— Exercise task 1 —
Summarize the article on the BTK Killer in two sentences.
— Exercise task 2 —
According to the article on the BTK Killer, how was the note found in the Wichita Public Library signed?

— Text to read —
:::::

How A Floppy Disk Exposed Dennis Rader As The BTK Killer

In a message to police, Rader asked, “Can I communicate with Floppy and not be traced to a computer. Be honest.”

For 31 years, serial killer Dennis Rader terrorized Wichita, Kansas, as the BTK Killer. Between 1974 and 1991, he strangled 10 victims, killing both men and women, adults and children. He named himself after his self-professed “M.O.,” which he described as “Bind them, torture them, kill them” in a 1974 letter to The Wichita Eagle. It was the first of many communications to the police and local media, and in the end, it was Rader’s egotistical need to brag about his crimes and taunt the authorities that would lead to his arrest.

Police first became aware of the BTK Killer with the brutal 1974 quadruple homicide of four members of the Otero family — parents Joseph, 38, and Julie, 33, and two of their five children, 9-year-old Joseph Jr. and Josephine, 11. He struck again that April, killing 21-year-old Kathryn Bright and shooting her brother, who survived.

About 10 months after his first murders, Rader made an anonymous phone call to The Wichita Eagle newspaper, telling them there was a letter hidden inside a book at the Wichita Public Library. There, they found the note describing the Otero murders, which was signed, “YOURS, TRULY GUILTILY.” Rather than alarm the public, The Eagle and the Wichita Police Department decided to sit on the letter. However, when a reporter for the rival Wichita Sun received a copy, they broke the story and let Wichita know a serial killer was on the loose.

:::::

— Information provided —

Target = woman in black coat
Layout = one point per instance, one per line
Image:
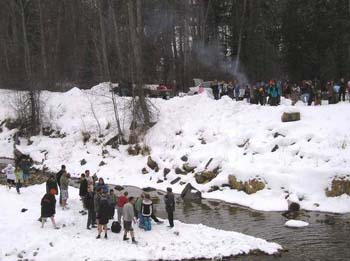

:::::

— Exercise answer 1 —
Dennis Rader, who called himself the BTK Killer, strangled 10 victims in Wichita, Kansas, between 1974 and 1991, and his need to brag about his crimes and taunt the authorities eventually led to his arrest. Police first learned of him through the 1974 murders of four members of the Otero family, and about 10 months later he directed The Wichita Eagle to a letter hidden in a library book, which the rival Wichita Sun made public.

— Exercise answer 2 —
It was signed "YOURS, TRULY GUILTILY."